_MATERIAL FOR THIS TASK_:
====
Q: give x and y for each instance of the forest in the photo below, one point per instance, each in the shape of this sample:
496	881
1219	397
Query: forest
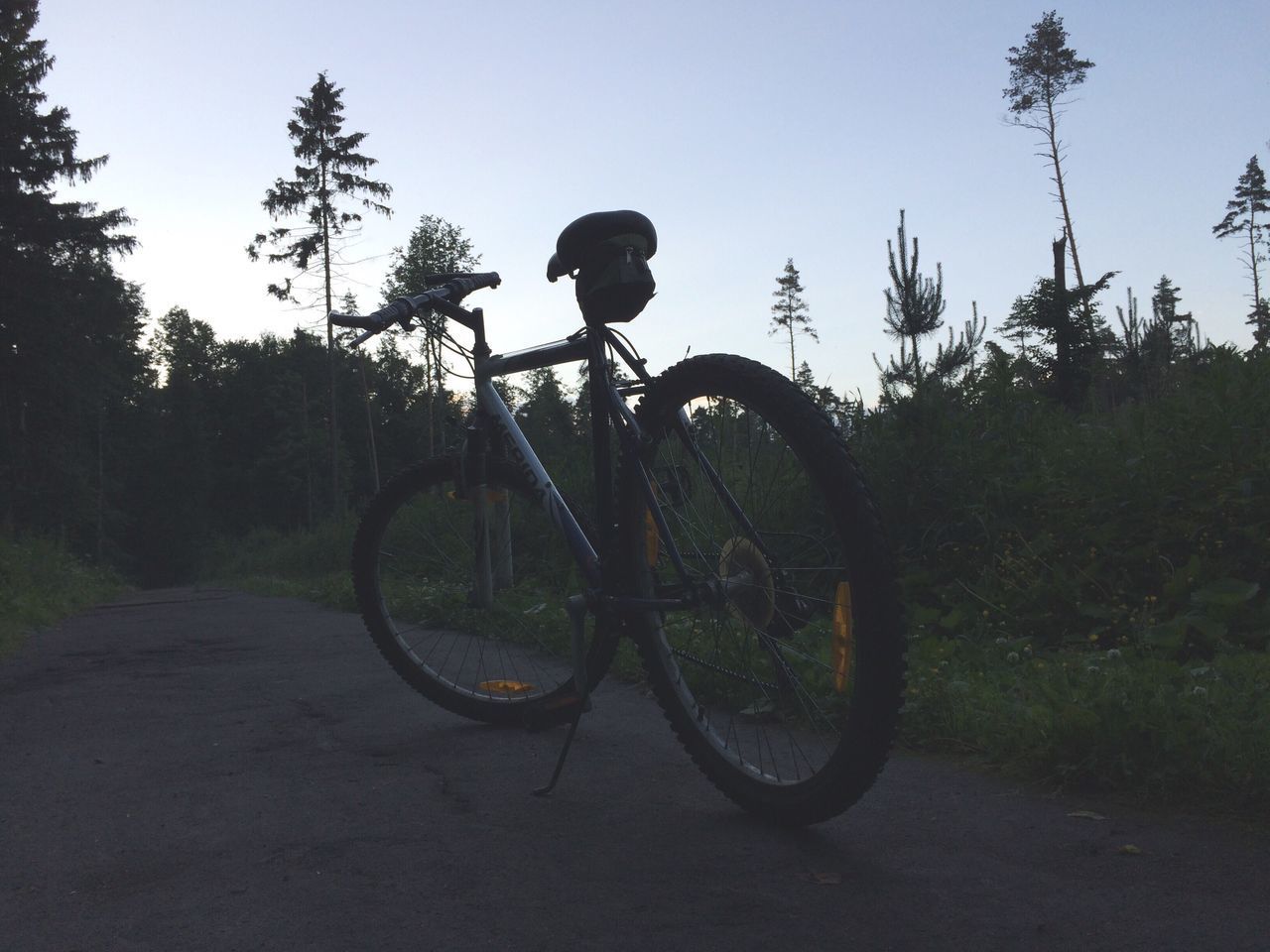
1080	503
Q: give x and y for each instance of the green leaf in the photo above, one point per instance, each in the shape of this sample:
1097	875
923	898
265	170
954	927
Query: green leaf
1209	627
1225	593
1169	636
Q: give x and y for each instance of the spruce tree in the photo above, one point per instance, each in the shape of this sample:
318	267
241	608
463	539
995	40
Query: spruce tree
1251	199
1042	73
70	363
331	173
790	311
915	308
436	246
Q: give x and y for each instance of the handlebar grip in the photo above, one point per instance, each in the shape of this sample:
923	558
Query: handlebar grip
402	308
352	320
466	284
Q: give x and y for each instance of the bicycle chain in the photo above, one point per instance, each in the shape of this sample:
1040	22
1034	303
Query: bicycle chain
====
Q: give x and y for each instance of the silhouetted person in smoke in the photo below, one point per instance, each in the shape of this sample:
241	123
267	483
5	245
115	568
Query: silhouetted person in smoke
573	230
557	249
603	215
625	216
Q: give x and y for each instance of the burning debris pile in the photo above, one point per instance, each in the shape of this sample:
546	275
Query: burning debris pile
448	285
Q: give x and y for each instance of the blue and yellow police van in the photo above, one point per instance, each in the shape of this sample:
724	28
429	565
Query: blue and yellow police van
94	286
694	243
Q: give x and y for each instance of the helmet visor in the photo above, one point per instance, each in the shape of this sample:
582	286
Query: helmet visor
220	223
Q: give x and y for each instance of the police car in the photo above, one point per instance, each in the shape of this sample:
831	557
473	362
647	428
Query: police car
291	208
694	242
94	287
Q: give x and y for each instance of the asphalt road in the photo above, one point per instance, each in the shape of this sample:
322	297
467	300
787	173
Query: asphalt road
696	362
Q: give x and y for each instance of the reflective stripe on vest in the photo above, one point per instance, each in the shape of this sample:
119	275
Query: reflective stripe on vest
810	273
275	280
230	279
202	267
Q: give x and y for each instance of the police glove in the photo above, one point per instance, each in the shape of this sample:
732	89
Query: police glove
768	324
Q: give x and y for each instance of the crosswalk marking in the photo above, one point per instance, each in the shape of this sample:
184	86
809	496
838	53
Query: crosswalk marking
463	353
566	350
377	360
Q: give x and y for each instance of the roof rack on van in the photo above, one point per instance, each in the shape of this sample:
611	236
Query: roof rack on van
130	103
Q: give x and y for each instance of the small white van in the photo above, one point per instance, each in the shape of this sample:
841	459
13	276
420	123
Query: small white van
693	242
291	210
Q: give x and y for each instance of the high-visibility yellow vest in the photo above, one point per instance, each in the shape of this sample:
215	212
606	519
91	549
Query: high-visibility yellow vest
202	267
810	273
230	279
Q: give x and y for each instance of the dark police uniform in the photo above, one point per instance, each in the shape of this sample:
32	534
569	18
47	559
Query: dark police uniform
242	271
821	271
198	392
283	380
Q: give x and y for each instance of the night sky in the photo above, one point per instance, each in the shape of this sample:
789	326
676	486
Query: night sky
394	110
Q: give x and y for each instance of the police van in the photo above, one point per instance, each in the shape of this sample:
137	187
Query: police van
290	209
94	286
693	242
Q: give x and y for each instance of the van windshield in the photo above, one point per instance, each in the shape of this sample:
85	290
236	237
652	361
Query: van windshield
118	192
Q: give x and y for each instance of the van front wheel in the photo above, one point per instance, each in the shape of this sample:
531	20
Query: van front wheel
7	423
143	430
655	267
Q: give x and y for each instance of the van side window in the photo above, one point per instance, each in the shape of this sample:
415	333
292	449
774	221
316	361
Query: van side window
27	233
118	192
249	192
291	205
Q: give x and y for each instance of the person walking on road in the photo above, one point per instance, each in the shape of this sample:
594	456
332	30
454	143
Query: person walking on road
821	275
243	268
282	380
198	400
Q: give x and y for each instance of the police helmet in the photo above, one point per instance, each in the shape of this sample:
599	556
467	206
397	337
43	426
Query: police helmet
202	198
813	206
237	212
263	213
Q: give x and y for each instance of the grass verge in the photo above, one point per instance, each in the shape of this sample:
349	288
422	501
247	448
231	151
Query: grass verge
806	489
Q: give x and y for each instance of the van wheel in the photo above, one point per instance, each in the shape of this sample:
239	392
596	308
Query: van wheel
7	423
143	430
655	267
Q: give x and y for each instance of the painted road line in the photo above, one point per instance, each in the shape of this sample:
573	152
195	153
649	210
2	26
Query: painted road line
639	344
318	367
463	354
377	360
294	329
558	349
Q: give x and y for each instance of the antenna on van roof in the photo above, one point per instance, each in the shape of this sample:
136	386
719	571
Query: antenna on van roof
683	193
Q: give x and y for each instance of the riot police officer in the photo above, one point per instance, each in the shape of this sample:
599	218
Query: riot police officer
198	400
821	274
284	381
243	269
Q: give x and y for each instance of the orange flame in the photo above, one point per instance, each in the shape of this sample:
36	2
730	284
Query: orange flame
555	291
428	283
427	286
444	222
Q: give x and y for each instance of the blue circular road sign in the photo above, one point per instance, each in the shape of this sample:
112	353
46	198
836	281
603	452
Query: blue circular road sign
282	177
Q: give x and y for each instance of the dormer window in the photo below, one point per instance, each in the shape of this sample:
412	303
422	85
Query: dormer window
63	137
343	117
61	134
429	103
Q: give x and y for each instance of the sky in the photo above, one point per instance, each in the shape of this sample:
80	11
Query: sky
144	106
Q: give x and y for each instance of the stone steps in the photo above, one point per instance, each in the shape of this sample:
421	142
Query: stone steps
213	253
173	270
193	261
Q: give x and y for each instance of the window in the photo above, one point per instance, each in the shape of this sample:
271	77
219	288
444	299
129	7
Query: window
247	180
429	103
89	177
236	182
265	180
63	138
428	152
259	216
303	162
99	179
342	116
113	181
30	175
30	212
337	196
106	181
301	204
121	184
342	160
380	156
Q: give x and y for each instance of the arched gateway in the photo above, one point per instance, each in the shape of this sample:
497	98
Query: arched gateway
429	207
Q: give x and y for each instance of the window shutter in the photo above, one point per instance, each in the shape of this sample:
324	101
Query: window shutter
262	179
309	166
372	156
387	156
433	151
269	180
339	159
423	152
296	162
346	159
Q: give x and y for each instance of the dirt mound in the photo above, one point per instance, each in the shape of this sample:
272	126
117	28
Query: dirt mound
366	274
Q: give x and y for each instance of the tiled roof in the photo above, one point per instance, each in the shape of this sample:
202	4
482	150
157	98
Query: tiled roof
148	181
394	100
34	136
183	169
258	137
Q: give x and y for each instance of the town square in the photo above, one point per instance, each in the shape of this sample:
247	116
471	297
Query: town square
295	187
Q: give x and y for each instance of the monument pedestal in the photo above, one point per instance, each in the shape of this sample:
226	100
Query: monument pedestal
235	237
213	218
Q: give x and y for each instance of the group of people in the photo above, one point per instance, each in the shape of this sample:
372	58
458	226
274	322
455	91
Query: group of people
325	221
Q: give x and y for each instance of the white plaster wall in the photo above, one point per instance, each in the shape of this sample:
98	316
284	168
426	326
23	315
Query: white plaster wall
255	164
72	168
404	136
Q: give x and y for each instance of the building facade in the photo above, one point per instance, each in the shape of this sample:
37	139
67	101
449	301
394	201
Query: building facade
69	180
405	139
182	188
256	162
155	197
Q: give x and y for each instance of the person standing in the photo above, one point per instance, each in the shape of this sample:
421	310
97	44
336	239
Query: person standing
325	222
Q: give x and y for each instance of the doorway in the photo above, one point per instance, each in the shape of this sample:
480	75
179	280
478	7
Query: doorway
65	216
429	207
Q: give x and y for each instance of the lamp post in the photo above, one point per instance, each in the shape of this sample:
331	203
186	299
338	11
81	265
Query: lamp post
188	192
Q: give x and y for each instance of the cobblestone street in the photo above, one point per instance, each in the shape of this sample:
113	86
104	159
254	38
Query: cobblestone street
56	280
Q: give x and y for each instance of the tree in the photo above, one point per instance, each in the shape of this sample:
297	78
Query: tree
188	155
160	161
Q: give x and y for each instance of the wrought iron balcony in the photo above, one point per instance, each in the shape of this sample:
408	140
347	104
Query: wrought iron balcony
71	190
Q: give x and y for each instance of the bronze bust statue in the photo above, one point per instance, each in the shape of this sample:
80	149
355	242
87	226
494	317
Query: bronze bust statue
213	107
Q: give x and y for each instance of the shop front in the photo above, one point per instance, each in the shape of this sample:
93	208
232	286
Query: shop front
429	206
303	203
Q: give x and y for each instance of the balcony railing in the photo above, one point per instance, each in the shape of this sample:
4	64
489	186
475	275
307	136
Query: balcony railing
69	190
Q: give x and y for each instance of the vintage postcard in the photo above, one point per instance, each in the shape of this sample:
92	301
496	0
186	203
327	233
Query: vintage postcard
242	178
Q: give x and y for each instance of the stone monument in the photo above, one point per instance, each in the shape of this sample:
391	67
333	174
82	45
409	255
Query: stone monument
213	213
====
_TASK DETAILS_: Retype the records from the line with "Q: give x and y for each instance of the forest" through the line with "Query: bicycle chain", including both of those lines. Leave the pictures out of your answer.

_WRITTEN SOLUTION_:
Q: give x and y for each instance of the forest in the photo below, one point per instance, each in the shape of this sample:
496	881
1219	397
Query: forest
1080	503
Q: give x and y for each instance of the green leaf in the photo above, one point per instance, each in the shape of this sample:
1097	875
923	898
265	170
954	927
Query: green leaf
1209	627
1225	593
1169	636
Q: give x and y for each instance of the spruce tree in the photo above, one point per instance, each in the shape of this sample:
318	267
241	608
463	539
995	40
Query: spruce tree
1251	199
1042	73
70	363
331	173
790	311
915	308
436	246
Q: give x and y for each instance of the handlebar grip in the photo above, one point per instance, each in the shape of this sample:
923	558
Query: handlebar grip
402	308
352	320
466	284
Q: give x and y for each instance of the bicycle chain in the photo above, one point per instance, each in the shape of this sample:
1040	22
1034	303
Query: bicycle chain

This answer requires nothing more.